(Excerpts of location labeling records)
[BEGIN]
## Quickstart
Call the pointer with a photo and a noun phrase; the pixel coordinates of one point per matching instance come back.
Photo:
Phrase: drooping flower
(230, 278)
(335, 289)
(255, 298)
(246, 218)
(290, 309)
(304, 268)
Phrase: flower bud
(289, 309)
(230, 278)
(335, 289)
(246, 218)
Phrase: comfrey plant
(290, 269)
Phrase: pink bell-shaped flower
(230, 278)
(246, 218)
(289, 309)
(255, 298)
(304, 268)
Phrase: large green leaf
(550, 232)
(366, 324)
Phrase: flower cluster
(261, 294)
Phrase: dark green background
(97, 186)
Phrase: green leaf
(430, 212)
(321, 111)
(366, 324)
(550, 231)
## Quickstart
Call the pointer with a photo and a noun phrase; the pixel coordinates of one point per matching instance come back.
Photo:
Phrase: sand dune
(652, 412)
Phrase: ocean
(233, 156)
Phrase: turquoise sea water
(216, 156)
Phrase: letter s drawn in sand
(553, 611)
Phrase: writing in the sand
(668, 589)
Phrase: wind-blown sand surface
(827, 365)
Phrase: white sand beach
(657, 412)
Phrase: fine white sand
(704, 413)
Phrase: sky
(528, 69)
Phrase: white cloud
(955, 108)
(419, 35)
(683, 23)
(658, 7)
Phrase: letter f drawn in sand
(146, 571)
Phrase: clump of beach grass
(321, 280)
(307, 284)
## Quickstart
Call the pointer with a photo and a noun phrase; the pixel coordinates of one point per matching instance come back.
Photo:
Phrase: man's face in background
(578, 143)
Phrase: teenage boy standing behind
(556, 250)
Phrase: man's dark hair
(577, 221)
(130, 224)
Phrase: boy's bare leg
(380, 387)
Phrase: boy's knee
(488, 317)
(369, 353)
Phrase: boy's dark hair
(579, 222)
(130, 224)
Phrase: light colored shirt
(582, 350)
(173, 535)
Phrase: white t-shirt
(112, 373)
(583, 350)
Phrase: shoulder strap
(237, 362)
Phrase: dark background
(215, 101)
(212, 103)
[END]
__Objective__. Reproduce all of the records above line for line, without changing anything.

__The solution__.
## Quickstart
Call the pointer with a photo and a noun phrase; the pixel coordinates of one point per matching instance come back.
Photo:
Phrase: drooping flower
(230, 278)
(335, 289)
(255, 298)
(246, 218)
(290, 309)
(304, 268)
Phrase: flower bud
(289, 309)
(230, 278)
(335, 289)
(246, 218)
Phrase: comfrey plant
(290, 269)
Phrase: pink bell-shaped flower
(230, 278)
(246, 218)
(289, 309)
(255, 298)
(304, 268)
Phrase: large green leaf
(550, 232)
(366, 324)
Phrase: flower cluster
(261, 294)
Phrase: dark green background
(97, 186)
Phrase: green leaf
(430, 212)
(321, 111)
(366, 324)
(550, 231)
## Quickstart
Call the pointer with a photo and a noun phrase; the pixel coordinates of one point per matching instance come back.
Photo:
Phrase: sand dune
(652, 412)
Phrase: ocean
(233, 156)
Phrase: turquoise sea water
(216, 156)
Phrase: letter s drawn in sand
(553, 611)
Phrase: writing in the sand
(668, 589)
Phrase: wind-blown sand surface
(827, 365)
Phrase: white sand beach
(657, 412)
Phrase: fine white sand
(704, 413)
Phrase: sky
(528, 69)
Phrase: white cloud
(955, 108)
(419, 35)
(683, 23)
(658, 7)
Phrase: letter f drawn in sand
(146, 571)
Phrase: clump of beach grass
(321, 280)
(307, 284)
## Quickstart
Call the pointer with a photo and a noun phrase; the pixel coordinates of one point per matching instance come back.
Photo:
Phrase: man's face in background
(578, 143)
Phrase: teenage boy standing behind
(556, 250)
Phrase: man's dark hair
(577, 221)
(130, 224)
Phrase: boy's bare leg
(380, 387)
Phrase: boy's knee
(488, 317)
(369, 353)
Phrase: boy's dark hair
(579, 222)
(130, 224)
Phrase: light colored shirt
(582, 350)
(173, 535)
Phrase: white t-shirt
(112, 373)
(583, 350)
Phrase: shoulder strap
(237, 362)
Phrase: dark background
(215, 101)
(212, 103)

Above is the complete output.